**Challenge**
Pick out every line in the listing below that contains the string "background" and copy each of those lines.

**Dataset content**
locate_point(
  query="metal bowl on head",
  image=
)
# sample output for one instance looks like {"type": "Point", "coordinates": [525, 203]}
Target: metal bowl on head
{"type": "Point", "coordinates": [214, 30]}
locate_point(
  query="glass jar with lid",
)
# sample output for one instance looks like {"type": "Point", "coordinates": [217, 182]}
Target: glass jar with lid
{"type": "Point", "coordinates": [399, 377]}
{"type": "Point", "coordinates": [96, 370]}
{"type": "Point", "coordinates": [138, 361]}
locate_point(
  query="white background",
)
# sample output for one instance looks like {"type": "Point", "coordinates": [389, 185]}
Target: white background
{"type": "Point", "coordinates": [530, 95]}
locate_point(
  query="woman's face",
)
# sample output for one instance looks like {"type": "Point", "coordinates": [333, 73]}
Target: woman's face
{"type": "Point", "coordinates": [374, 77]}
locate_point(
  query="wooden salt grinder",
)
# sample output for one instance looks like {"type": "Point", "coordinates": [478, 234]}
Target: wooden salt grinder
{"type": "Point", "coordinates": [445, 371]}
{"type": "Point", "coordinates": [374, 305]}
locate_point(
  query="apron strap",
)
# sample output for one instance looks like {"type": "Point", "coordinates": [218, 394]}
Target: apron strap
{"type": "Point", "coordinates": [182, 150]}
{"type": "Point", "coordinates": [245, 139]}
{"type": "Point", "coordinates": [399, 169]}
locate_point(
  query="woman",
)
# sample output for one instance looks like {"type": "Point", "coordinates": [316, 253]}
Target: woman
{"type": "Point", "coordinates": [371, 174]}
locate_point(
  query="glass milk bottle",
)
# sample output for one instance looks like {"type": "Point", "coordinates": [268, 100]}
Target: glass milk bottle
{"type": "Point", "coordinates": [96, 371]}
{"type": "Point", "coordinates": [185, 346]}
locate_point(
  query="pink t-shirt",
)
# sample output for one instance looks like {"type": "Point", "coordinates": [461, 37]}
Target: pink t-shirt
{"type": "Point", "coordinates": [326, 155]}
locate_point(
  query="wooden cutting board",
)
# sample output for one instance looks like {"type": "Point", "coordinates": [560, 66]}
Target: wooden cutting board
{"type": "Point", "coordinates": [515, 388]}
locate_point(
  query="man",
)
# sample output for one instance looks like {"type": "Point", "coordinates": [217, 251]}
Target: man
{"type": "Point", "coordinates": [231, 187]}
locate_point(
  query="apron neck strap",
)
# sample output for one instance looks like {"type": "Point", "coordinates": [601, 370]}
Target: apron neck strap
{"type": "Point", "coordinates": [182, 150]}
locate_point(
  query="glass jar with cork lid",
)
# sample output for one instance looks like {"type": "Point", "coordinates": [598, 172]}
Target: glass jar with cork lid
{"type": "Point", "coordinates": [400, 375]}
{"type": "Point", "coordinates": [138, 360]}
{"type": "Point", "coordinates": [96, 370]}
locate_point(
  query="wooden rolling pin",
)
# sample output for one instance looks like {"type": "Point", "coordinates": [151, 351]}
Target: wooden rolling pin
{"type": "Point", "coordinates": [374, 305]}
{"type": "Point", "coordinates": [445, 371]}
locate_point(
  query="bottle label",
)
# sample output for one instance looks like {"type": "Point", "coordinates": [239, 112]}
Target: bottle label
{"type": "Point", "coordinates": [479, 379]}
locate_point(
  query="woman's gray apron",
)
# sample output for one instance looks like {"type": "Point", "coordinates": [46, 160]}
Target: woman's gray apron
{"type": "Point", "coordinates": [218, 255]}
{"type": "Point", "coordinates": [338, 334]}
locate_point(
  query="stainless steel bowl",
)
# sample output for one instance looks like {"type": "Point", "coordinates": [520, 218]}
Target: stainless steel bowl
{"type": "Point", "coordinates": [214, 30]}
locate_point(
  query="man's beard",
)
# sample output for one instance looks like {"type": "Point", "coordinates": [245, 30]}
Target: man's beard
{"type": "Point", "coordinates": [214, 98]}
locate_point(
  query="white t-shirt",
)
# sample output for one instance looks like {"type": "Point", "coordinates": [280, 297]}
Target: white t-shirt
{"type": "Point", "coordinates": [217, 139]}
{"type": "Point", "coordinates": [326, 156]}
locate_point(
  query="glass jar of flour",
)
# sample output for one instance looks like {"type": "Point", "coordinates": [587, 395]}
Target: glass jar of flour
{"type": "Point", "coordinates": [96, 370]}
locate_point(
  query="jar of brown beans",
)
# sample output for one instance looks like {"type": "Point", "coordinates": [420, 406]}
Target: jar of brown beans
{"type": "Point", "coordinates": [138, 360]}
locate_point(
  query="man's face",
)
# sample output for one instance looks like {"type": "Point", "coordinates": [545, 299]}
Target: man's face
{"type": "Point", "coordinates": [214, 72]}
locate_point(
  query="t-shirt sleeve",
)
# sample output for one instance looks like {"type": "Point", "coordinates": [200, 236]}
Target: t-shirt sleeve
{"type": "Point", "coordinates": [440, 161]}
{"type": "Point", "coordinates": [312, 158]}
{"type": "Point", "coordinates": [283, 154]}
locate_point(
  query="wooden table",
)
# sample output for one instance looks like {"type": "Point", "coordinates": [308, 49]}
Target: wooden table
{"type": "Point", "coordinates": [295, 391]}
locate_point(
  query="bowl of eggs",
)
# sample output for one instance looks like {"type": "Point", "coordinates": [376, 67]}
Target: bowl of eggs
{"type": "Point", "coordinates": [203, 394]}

**Problem solution**
  query="white background",
Target: white background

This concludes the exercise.